(What the task asks) Show each line of the entries below in which the word "white" appears.

>>>

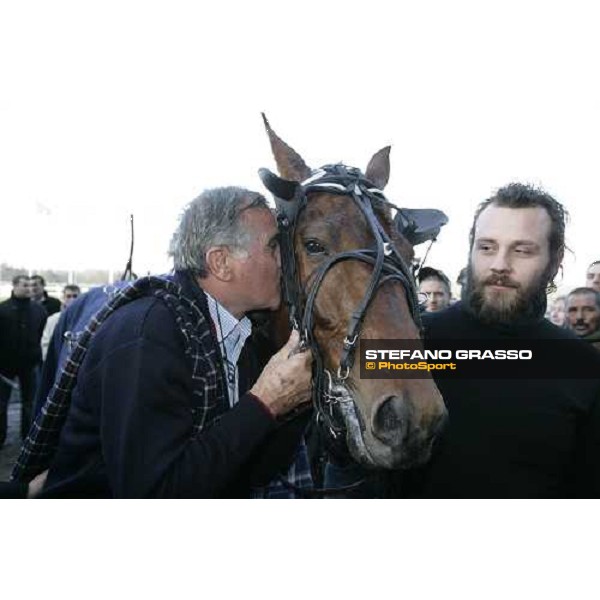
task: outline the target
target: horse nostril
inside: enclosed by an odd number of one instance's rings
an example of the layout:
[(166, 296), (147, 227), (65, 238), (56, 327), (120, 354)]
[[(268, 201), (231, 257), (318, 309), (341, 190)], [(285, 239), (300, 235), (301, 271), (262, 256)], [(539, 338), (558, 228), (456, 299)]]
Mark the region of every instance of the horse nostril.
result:
[(373, 435), (390, 446), (398, 446), (408, 434), (407, 402), (400, 396), (389, 396), (373, 416)]

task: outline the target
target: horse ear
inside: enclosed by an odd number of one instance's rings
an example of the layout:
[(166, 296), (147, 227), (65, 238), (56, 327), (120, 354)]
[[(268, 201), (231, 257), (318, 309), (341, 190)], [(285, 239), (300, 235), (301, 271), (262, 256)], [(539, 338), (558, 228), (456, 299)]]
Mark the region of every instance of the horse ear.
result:
[(271, 142), (271, 150), (273, 151), (279, 174), (284, 179), (289, 179), (290, 181), (304, 181), (310, 177), (311, 171), (302, 157), (271, 129), (265, 113), (261, 114), (269, 141)]
[(372, 181), (380, 190), (387, 185), (390, 179), (391, 149), (391, 146), (386, 146), (373, 154), (373, 158), (369, 161), (365, 172), (367, 179)]
[(269, 169), (259, 169), (258, 176), (271, 194), (280, 200), (292, 200), (296, 195), (296, 190), (300, 187), (296, 181), (277, 177)]

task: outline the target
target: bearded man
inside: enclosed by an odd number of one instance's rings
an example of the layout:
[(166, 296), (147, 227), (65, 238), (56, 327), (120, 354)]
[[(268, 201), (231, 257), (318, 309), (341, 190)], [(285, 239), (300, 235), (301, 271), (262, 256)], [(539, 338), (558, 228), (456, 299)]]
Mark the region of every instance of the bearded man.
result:
[[(569, 340), (587, 357), (586, 344), (544, 319), (564, 249), (559, 202), (517, 183), (498, 190), (475, 214), (462, 301), (423, 315), (426, 337), (543, 340), (557, 349)], [(409, 476), (408, 494), (598, 497), (600, 379), (595, 369), (589, 378), (569, 378), (565, 357), (555, 354), (546, 379), (438, 376), (449, 426), (430, 464)]]

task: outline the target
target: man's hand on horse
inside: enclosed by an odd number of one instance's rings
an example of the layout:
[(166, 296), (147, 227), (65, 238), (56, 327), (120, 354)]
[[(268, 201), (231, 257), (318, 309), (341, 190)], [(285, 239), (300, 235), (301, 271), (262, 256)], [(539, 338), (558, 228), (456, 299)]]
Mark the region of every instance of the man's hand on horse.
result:
[(275, 417), (285, 415), (310, 401), (311, 363), (311, 352), (300, 346), (300, 336), (294, 330), (250, 391)]

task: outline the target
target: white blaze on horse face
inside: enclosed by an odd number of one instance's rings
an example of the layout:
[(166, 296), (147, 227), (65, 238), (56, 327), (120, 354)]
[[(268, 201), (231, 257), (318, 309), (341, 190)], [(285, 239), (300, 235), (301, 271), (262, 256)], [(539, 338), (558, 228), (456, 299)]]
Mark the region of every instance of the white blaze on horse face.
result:
[(519, 292), (538, 285), (550, 261), (550, 229), (542, 207), (492, 204), (483, 210), (475, 225), (471, 267), (475, 286), (484, 284), (486, 302), (510, 305)]

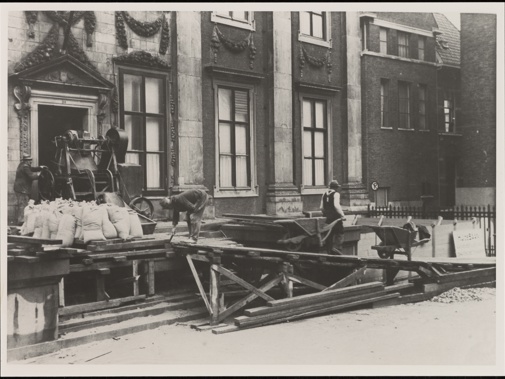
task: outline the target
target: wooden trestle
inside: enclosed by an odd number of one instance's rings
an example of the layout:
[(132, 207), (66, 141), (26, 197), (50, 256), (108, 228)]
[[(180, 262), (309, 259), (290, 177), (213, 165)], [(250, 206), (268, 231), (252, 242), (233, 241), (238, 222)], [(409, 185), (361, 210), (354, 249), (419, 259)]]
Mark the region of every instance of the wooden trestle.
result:
[[(385, 285), (389, 286), (386, 288), (395, 288), (395, 290), (396, 286), (393, 286), (393, 284), (399, 271), (417, 273), (419, 275), (418, 280), (421, 280), (424, 285), (430, 283), (435, 285), (441, 283), (458, 283), (458, 280), (464, 281), (465, 278), (475, 278), (479, 275), (484, 276), (484, 279), (488, 278), (489, 280), (495, 280), (496, 275), (494, 268), (495, 261), (486, 259), (465, 261), (453, 258), (438, 261), (409, 261), (290, 252), (242, 246), (213, 246), (211, 244), (200, 243), (186, 244), (183, 242), (173, 242), (172, 247), (177, 255), (186, 257), (198, 285), (200, 295), (210, 315), (209, 328), (219, 325), (222, 326), (222, 321), (257, 298), (262, 298), (267, 304), (271, 304), (274, 298), (267, 292), (273, 291), (274, 287), (278, 285), (282, 288), (285, 298), (293, 297), (293, 283), (310, 287), (312, 292), (316, 290), (319, 291), (317, 294), (322, 295), (324, 292), (329, 293), (333, 292), (333, 290), (356, 284), (357, 281), (364, 276), (367, 268), (385, 270)], [(194, 261), (204, 262), (210, 268), (209, 296), (207, 296), (205, 288), (200, 280), (194, 266)], [(266, 270), (267, 275), (253, 285), (251, 282), (240, 278), (237, 273), (232, 272), (231, 267), (236, 263), (242, 264), (242, 267), (244, 267), (245, 264), (245, 266), (249, 268), (268, 267), (268, 270)], [(327, 286), (304, 278), (301, 275), (295, 275), (293, 264), (348, 268), (351, 273)], [(222, 291), (221, 288), (223, 279), (244, 288), (244, 291), (234, 291), (234, 294), (244, 294), (245, 296), (227, 307), (224, 305), (224, 294), (226, 292)], [(413, 286), (412, 283), (407, 284)], [(409, 286), (405, 286), (405, 288), (407, 287)], [(390, 295), (388, 296), (391, 297)], [(398, 296), (398, 293), (396, 296)], [(237, 322), (237, 319), (235, 320)]]

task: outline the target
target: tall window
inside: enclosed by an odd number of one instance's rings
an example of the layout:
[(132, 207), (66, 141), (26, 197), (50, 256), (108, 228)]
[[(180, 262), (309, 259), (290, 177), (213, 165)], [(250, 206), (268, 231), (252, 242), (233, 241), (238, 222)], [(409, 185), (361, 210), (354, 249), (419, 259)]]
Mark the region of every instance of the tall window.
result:
[(417, 57), (419, 60), (424, 61), (424, 49), (426, 44), (426, 37), (418, 36), (417, 40)]
[(381, 128), (389, 127), (389, 80), (381, 79)]
[(126, 162), (144, 168), (144, 189), (166, 189), (166, 76), (120, 70), (121, 126), (128, 133)]
[(410, 129), (410, 84), (398, 82), (398, 128)]
[(218, 16), (220, 17), (226, 17), (231, 20), (236, 20), (236, 21), (249, 21), (249, 13), (250, 12), (243, 12), (243, 11), (233, 11), (233, 12), (217, 12)]
[(426, 85), (419, 84), (419, 130), (426, 129)]
[(328, 118), (327, 102), (302, 100), (303, 184), (319, 186), (326, 183)]
[(379, 188), (375, 191), (375, 206), (385, 208), (388, 206), (388, 192), (389, 188)]
[(386, 28), (380, 28), (380, 52), (382, 54), (388, 53), (388, 30)]
[(398, 32), (398, 55), (400, 57), (409, 58), (409, 34)]
[(326, 12), (300, 12), (300, 33), (326, 39)]
[(255, 30), (254, 12), (218, 11), (210, 14), (213, 23), (226, 24), (241, 29)]
[(219, 185), (224, 189), (249, 188), (250, 91), (225, 86), (219, 86), (217, 91)]
[(455, 99), (452, 92), (444, 94), (444, 131), (454, 133), (456, 131)]

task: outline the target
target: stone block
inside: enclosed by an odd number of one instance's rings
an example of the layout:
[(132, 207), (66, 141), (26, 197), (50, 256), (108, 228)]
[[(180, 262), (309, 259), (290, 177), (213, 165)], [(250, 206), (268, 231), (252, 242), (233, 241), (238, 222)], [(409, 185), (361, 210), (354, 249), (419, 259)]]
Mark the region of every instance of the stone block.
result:
[(202, 79), (178, 75), (179, 120), (202, 121)]
[[(184, 122), (181, 122), (184, 127)], [(203, 140), (179, 137), (179, 176), (184, 184), (203, 183)]]

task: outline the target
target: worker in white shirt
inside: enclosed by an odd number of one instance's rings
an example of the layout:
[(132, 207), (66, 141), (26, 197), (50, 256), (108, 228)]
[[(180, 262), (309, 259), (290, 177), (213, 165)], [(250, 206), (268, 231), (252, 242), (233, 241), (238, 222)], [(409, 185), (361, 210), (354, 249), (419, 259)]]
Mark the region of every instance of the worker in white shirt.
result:
[(333, 227), (330, 235), (326, 239), (326, 251), (328, 254), (341, 255), (343, 253), (344, 242), (344, 211), (340, 206), (340, 193), (337, 192), (341, 187), (336, 180), (332, 180), (328, 185), (329, 189), (321, 197), (321, 211), (326, 217), (326, 224), (331, 224), (335, 220), (342, 219)]

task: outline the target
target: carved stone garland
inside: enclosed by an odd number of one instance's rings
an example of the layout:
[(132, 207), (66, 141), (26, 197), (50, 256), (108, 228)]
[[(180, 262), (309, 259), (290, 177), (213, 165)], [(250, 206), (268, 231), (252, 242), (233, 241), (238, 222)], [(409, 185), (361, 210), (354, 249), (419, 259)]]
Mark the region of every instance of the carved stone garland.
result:
[(328, 48), (326, 52), (326, 56), (324, 58), (318, 58), (313, 55), (310, 55), (305, 48), (300, 45), (300, 77), (303, 78), (303, 68), (305, 67), (305, 63), (308, 63), (309, 66), (314, 67), (316, 69), (320, 69), (323, 66), (326, 66), (326, 71), (328, 73), (328, 82), (331, 83), (331, 73), (333, 69), (333, 65), (331, 63), (331, 48)]
[(148, 67), (154, 67), (154, 68), (170, 68), (170, 65), (165, 62), (163, 59), (151, 55), (147, 51), (134, 51), (130, 54), (125, 54), (125, 55), (120, 55), (118, 57), (113, 58), (114, 62), (118, 63), (126, 63), (126, 64), (133, 64), (137, 66), (148, 66)]
[(30, 100), (31, 94), (32, 90), (28, 86), (14, 87), (14, 96), (18, 100), (18, 102), (14, 104), (14, 109), (18, 114), (20, 125), (20, 156), (23, 156), (25, 153), (30, 154), (31, 152), (28, 130), (30, 125), (30, 104), (28, 101)]
[(227, 38), (217, 27), (214, 25), (214, 30), (212, 32), (212, 38), (210, 40), (210, 46), (214, 53), (214, 63), (217, 63), (217, 53), (221, 44), (226, 48), (226, 50), (238, 54), (243, 52), (247, 47), (249, 47), (249, 68), (252, 70), (254, 68), (254, 58), (256, 57), (256, 46), (254, 46), (254, 39), (252, 32), (249, 36), (241, 41), (233, 41)]
[(172, 96), (170, 99), (170, 165), (172, 166), (172, 174), (170, 176), (170, 186), (175, 185), (175, 165), (177, 163), (175, 142), (177, 137), (177, 132), (175, 130), (174, 115), (175, 115), (175, 101)]
[(34, 26), (37, 23), (38, 18), (37, 11), (25, 11), (26, 22), (28, 23), (28, 38), (35, 38)]
[(109, 96), (104, 93), (101, 93), (98, 97), (98, 114), (96, 115), (97, 123), (98, 123), (98, 134), (101, 135), (104, 133), (102, 129), (103, 120), (106, 117), (105, 108), (109, 104)]
[(128, 49), (128, 40), (126, 37), (125, 23), (128, 27), (137, 35), (141, 37), (152, 37), (158, 33), (161, 29), (160, 38), (160, 48), (159, 53), (165, 55), (168, 50), (168, 44), (170, 41), (170, 31), (168, 27), (168, 21), (163, 13), (157, 20), (153, 22), (142, 22), (135, 20), (126, 11), (115, 12), (116, 18), (116, 38), (118, 44), (124, 50)]

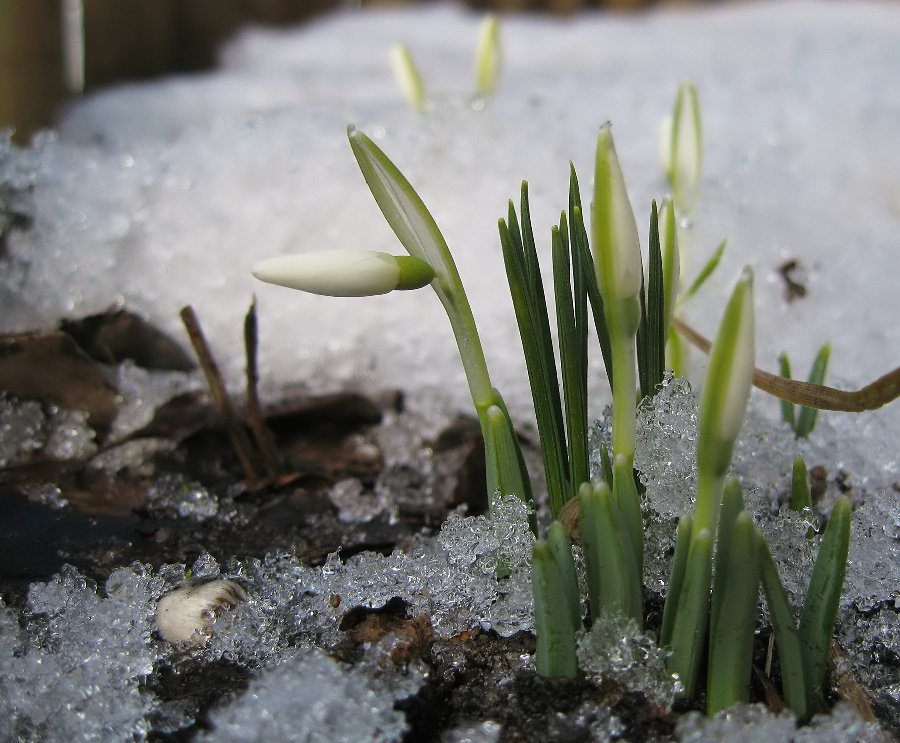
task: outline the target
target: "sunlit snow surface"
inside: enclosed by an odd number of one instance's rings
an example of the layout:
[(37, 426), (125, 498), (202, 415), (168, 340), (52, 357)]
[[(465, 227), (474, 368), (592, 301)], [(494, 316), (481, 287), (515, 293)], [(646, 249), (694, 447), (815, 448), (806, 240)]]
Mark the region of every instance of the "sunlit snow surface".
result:
[[(729, 248), (719, 280), (685, 315), (712, 335), (733, 279), (750, 264), (759, 366), (774, 369), (786, 350), (803, 374), (818, 347), (831, 341), (830, 379), (860, 387), (900, 362), (900, 14), (893, 5), (779, 3), (567, 21), (510, 17), (503, 23), (500, 90), (483, 107), (471, 100), (477, 22), (437, 6), (347, 12), (297, 31), (246, 32), (225, 51), (220, 71), (103, 92), (73, 106), (59, 131), (31, 150), (0, 144), (0, 231), (13, 213), (33, 218), (31, 229), (9, 234), (0, 257), (0, 330), (51, 327), (61, 316), (125, 301), (178, 335), (178, 310), (190, 303), (237, 386), (242, 318), (255, 292), (268, 396), (296, 381), (312, 390), (399, 387), (414, 410), (465, 409), (449, 327), (429, 291), (327, 299), (250, 277), (253, 263), (279, 253), (400, 250), (353, 161), (344, 130), (354, 123), (384, 147), (431, 208), (468, 287), (494, 383), (524, 419), (529, 395), (496, 219), (528, 179), (535, 229), (539, 240), (546, 236), (565, 206), (570, 160), (589, 193), (594, 138), (606, 120), (614, 125), (633, 203), (645, 213), (649, 200), (665, 192), (659, 119), (669, 113), (677, 83), (692, 77), (706, 159), (686, 276), (693, 277), (722, 237)], [(432, 102), (425, 116), (405, 105), (391, 77), (387, 50), (397, 41), (410, 47), (425, 77)], [(808, 288), (793, 303), (785, 300), (778, 273), (788, 259), (800, 262)], [(694, 363), (702, 367), (699, 354)], [(139, 384), (133, 370), (123, 374), (126, 387)], [(599, 370), (592, 379), (599, 416), (608, 396)], [(647, 559), (647, 582), (655, 590), (668, 569), (672, 519), (690, 503), (695, 403), (683, 385), (672, 382), (656, 409), (643, 414), (638, 465), (658, 512)], [(7, 401), (2, 404), (6, 410)], [(148, 400), (147, 407), (153, 404)], [(773, 423), (777, 406), (754, 396), (737, 450), (735, 473), (773, 540), (795, 601), (812, 559), (799, 539), (806, 526), (765, 515), (786, 492), (792, 458), (803, 454), (832, 478), (845, 472), (855, 496), (865, 500), (854, 519), (839, 629), (856, 648), (847, 660), (856, 669), (900, 647), (894, 612), (860, 618), (854, 609), (898, 600), (897, 405), (858, 417), (825, 415), (811, 440), (798, 444)], [(12, 413), (43, 440), (59, 429), (61, 419), (40, 411)], [(4, 414), (4, 426), (8, 419)], [(63, 436), (59, 446), (73, 455), (85, 451), (83, 437)], [(0, 429), (3, 458), (22, 451)], [(826, 499), (835, 496), (832, 482)], [(501, 532), (512, 528), (503, 523)], [(479, 624), (501, 633), (528, 627), (527, 566), (514, 561), (518, 580), (502, 583), (486, 567), (498, 550), (527, 555), (526, 535), (515, 534), (507, 544), (508, 535), (484, 521), (454, 518), (442, 540), (418, 543), (409, 555), (335, 558), (324, 572), (285, 556), (226, 566), (226, 577), (257, 590), (220, 620), (230, 631), (217, 634), (208, 652), (260, 673), (244, 697), (213, 716), (218, 728), (211, 736), (219, 730), (223, 740), (278, 737), (278, 729), (260, 721), (302, 716), (277, 693), (302, 694), (292, 675), (300, 672), (315, 676), (335, 705), (370, 695), (366, 715), (356, 715), (358, 708), (321, 710), (358, 718), (360, 727), (345, 739), (396, 739), (403, 721), (392, 700), (414, 693), (415, 669), (409, 678), (373, 687), (371, 676), (339, 674), (313, 648), (284, 657), (284, 638), (308, 632), (316, 635), (310, 642), (334, 641), (328, 612), (335, 612), (327, 599), (338, 583), (345, 606), (377, 606), (398, 595), (416, 611), (432, 613), (439, 634)], [(460, 535), (465, 538), (454, 552), (447, 540)], [(413, 560), (416, 567), (405, 572)], [(212, 578), (219, 568), (195, 566), (195, 573)], [(3, 610), (0, 724), (15, 725), (4, 734), (131, 740), (151, 726), (175, 731), (187, 724), (191, 710), (161, 705), (141, 690), (154, 665), (172, 654), (151, 634), (153, 602), (182, 577), (180, 566), (158, 574), (123, 567), (101, 598), (70, 571), (32, 587), (24, 628)], [(395, 582), (389, 585), (389, 578)], [(900, 699), (900, 683), (893, 689), (886, 693)], [(261, 709), (266, 700), (271, 707)], [(706, 731), (686, 721), (679, 735), (735, 737), (736, 730), (759, 725), (758, 718), (758, 711), (745, 710), (737, 727)], [(786, 719), (766, 724), (773, 740), (790, 734), (774, 732), (789, 730)], [(810, 739), (841, 739), (839, 731), (859, 724), (842, 711), (835, 732), (816, 727)], [(489, 725), (477, 730), (476, 739), (496, 737)]]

<<<

(Answer space)
target: white blaze on horse face
Mark the region of every instance of the white blaze on horse face.
target: worker in white shirt
Mark the region of every instance of the worker in white shirt.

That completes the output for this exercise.